Reading passage:
*****

MinimumNaNSplit

class MinimumNaNSplit(n_splits: int, n_repeats: int = 10, random_state: int = None, min_non_nan: int = 2, which: str = 'train')[source][source]

A Repeated Stratified KFold iterator that splits the data into sections

This class splits the data into sections, checking that the training set never has fewer than the specified number of non-NaN values. :param n_splits: The number of splits. :type n_splits: int :param n_repeats: The number of times to repeat the splits, by default 10. :type n_repeats: int, optional :param random_state: The random state to use, by default None. :type random_state: int, optional

Examples

>>> import numpy as np
>>> np.random.seed(0)

*****

Requests:
A. According to the MinimumNaNSplit documentation, what does the class check about the training set when it splits the data?
B. Decide whether each statement agrees with the MinimumNaNSplit documentation, answering yes or no and quoting the deciding words: (i) The default value of random_state is None. (ii) The class is described as a Repeated Stratified KFold iterator. (iii) The default value of which is 'test'.

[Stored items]
*****

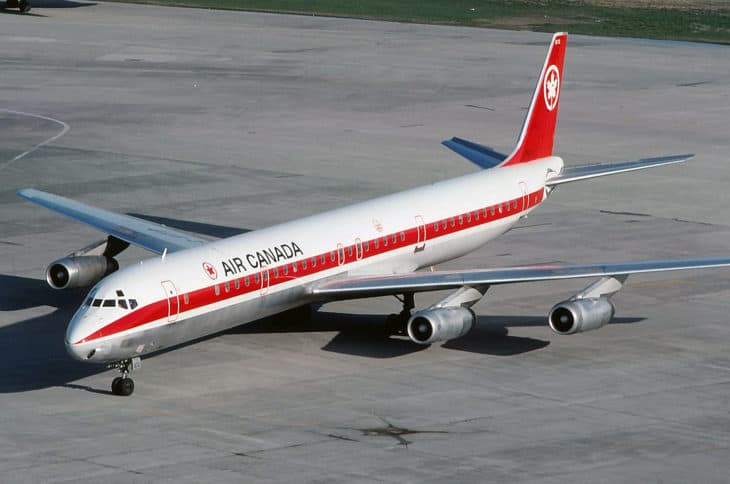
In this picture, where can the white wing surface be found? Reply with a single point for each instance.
(371, 286)
(148, 235)
(585, 172)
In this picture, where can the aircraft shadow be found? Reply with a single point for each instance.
(367, 336)
(32, 352)
(49, 4)
(217, 231)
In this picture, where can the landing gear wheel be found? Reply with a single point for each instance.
(115, 385)
(123, 385)
(397, 323)
(126, 387)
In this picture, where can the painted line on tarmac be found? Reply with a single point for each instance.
(64, 129)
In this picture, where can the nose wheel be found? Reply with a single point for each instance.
(123, 385)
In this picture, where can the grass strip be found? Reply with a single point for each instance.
(578, 17)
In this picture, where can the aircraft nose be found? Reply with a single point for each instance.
(75, 350)
(74, 335)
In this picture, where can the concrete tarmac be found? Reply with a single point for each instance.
(220, 121)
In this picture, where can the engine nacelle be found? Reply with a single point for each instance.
(440, 324)
(79, 271)
(579, 315)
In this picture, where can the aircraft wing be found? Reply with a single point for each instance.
(148, 235)
(371, 286)
(585, 172)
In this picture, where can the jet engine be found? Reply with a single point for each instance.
(79, 271)
(579, 315)
(440, 324)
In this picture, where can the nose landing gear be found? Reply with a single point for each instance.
(123, 385)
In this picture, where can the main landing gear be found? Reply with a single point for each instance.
(123, 385)
(396, 323)
(22, 5)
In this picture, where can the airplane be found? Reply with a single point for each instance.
(196, 287)
(22, 5)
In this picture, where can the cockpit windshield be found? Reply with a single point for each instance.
(119, 301)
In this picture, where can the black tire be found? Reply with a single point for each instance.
(126, 387)
(115, 385)
(395, 324)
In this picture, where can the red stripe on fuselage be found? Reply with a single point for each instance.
(322, 262)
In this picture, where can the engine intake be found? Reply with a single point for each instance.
(440, 324)
(579, 315)
(79, 271)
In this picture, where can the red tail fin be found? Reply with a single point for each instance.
(538, 128)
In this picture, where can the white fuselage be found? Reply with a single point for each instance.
(196, 292)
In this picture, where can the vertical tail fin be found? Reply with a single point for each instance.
(538, 128)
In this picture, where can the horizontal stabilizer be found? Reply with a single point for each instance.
(577, 173)
(482, 156)
(151, 236)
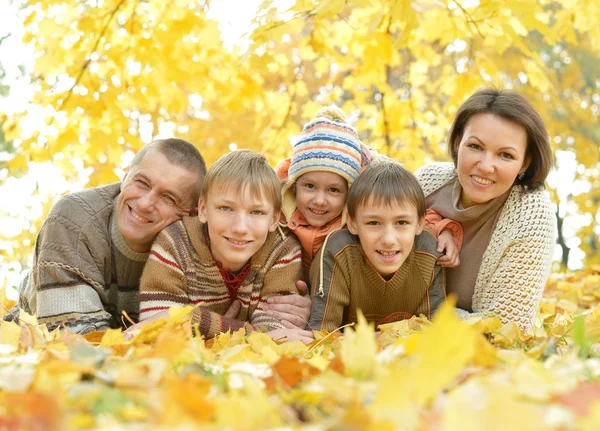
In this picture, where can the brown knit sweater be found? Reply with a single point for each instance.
(351, 283)
(181, 270)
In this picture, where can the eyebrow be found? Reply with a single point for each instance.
(167, 191)
(402, 216)
(339, 183)
(224, 201)
(483, 143)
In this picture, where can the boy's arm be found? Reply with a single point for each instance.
(280, 279)
(330, 290)
(437, 290)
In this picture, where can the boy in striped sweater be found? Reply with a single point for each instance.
(232, 251)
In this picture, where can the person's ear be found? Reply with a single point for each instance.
(276, 217)
(352, 227)
(202, 210)
(457, 144)
(421, 225)
(526, 164)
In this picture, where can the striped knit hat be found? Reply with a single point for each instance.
(328, 144)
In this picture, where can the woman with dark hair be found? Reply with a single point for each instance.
(495, 189)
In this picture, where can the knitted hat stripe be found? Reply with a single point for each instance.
(326, 166)
(326, 148)
(327, 125)
(313, 161)
(329, 138)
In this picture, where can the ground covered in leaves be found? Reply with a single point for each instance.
(445, 375)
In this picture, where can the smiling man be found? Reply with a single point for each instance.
(91, 250)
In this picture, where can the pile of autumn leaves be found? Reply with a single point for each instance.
(445, 375)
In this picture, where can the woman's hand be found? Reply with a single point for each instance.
(451, 257)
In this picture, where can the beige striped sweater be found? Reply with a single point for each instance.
(182, 271)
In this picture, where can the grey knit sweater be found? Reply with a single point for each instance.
(84, 274)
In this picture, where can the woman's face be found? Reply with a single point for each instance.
(491, 153)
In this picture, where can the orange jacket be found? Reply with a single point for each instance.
(311, 237)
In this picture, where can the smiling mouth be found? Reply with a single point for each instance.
(138, 217)
(238, 242)
(387, 255)
(482, 181)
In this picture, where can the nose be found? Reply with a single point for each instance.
(319, 198)
(146, 202)
(486, 164)
(388, 239)
(240, 223)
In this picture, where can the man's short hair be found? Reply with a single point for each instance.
(180, 153)
(384, 183)
(244, 169)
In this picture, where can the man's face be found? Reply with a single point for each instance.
(238, 224)
(387, 234)
(154, 194)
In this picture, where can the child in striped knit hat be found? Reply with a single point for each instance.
(326, 159)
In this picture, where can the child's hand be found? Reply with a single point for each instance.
(292, 311)
(451, 257)
(285, 334)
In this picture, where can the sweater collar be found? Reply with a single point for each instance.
(119, 242)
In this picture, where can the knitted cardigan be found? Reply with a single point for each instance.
(182, 271)
(84, 275)
(516, 263)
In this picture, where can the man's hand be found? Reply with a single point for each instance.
(292, 311)
(134, 329)
(446, 244)
(286, 334)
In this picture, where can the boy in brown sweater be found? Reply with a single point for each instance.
(385, 265)
(232, 251)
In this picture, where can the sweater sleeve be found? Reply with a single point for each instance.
(284, 268)
(330, 288)
(65, 283)
(515, 287)
(163, 283)
(438, 224)
(437, 290)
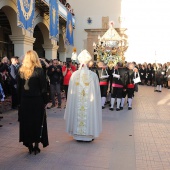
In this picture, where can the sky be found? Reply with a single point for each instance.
(148, 24)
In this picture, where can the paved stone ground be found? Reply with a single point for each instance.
(138, 139)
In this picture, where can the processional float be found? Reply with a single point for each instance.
(111, 47)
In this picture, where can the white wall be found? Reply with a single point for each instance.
(95, 9)
(147, 22)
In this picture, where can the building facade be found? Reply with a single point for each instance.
(16, 41)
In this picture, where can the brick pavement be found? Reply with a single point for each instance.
(136, 139)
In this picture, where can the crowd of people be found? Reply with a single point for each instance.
(33, 81)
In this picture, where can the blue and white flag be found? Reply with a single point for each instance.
(26, 9)
(54, 19)
(69, 30)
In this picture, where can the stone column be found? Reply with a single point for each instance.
(50, 51)
(22, 44)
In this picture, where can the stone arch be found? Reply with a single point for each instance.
(10, 9)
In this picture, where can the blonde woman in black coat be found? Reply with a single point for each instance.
(32, 94)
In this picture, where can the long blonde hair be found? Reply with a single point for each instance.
(31, 60)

*****

Answers in order:
A. It checks that the training set never has fewer than the specified number of non-NaN values.

B.
(i) Yes: "The random state to use, by default None."
(ii) Yes: "A Repeated Stratified KFold iterator that splits the data into sections"
(iii) No: "which: str = 'train'"